(Point localization data)

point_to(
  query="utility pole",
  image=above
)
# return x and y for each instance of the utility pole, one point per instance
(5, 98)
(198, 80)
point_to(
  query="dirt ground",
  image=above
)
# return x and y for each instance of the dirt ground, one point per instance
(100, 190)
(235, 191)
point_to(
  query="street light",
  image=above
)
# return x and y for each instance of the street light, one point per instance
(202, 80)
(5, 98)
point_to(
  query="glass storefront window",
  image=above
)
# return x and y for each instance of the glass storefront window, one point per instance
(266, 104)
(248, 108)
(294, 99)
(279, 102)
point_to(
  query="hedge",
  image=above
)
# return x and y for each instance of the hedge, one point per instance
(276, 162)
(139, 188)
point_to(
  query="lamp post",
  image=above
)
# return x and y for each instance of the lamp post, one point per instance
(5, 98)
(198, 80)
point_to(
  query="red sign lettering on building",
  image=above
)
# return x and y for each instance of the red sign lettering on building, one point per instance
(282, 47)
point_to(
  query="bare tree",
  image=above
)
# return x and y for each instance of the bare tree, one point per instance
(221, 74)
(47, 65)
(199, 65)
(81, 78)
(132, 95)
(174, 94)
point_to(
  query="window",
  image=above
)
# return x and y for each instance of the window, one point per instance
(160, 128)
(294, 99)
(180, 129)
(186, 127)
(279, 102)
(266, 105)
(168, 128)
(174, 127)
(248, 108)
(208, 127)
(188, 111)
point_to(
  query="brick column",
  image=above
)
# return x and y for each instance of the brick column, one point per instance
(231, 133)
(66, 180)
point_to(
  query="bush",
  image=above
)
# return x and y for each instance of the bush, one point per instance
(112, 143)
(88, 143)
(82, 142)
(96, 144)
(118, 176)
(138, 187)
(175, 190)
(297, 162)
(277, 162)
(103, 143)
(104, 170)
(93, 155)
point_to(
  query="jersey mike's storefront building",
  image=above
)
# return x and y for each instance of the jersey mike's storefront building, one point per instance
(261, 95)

**What is required**: From the first line through the last, give the data above again exactly.

**Solved exercise**:
point_to(
  query="utility pole",
  image=above
)
# return x and y for each instance of the utility pole, one point per instance
(5, 98)
(198, 80)
point_to(
  query="dirt ground",
  image=above
)
# return x and y for each instance of the dirt ground, one point per instance
(100, 190)
(235, 191)
point_to(
  query="street light",
  image=above
)
# return x and y for each instance of the street light, one point per instance
(202, 80)
(5, 98)
point_to(
  query="glass storefront window",
  image=above
)
# return x and y for each instance of the glass storefront window, one point per instance
(266, 104)
(248, 108)
(294, 99)
(279, 102)
point_to(
  query="hedge",
  image=above
)
# return x and y for each instance of the hedge, one point per instance
(276, 162)
(139, 188)
point_to(
  query="lamp post",
  image=above
)
# return x and y for each instance of the lamp post, one point per instance
(5, 98)
(198, 80)
point_to(
  query="red sign lettering on building",
  image=above
)
# return x and y for each instance of the red sign lettering on building, one point per instance
(282, 47)
point_to(
  query="bare tree",
  image=above
)
# return x and y for each instance of the bare tree, one point per instance
(221, 74)
(47, 65)
(199, 65)
(81, 78)
(132, 95)
(174, 94)
point_to(
  query="window",
  image=above
)
# return x and y for each instance of the window, one point per instance
(160, 128)
(294, 99)
(180, 129)
(186, 127)
(279, 102)
(266, 105)
(168, 128)
(174, 127)
(248, 108)
(208, 127)
(188, 111)
point_to(
  query="brick column",
  image=above
)
# return x and y for each instance of the brick column, one point per instance
(231, 133)
(66, 180)
point_to(
  query="bush",
  image=above
)
# return x and y for each instance of the bush, one point per instance
(112, 143)
(88, 143)
(82, 142)
(96, 144)
(118, 176)
(138, 187)
(175, 190)
(297, 162)
(277, 162)
(103, 143)
(104, 170)
(93, 155)
point_to(
  query="jersey mike's storefront building",
  image=above
)
# return x and y for each instance of the jersey mike's storefront building, one point per instance
(261, 95)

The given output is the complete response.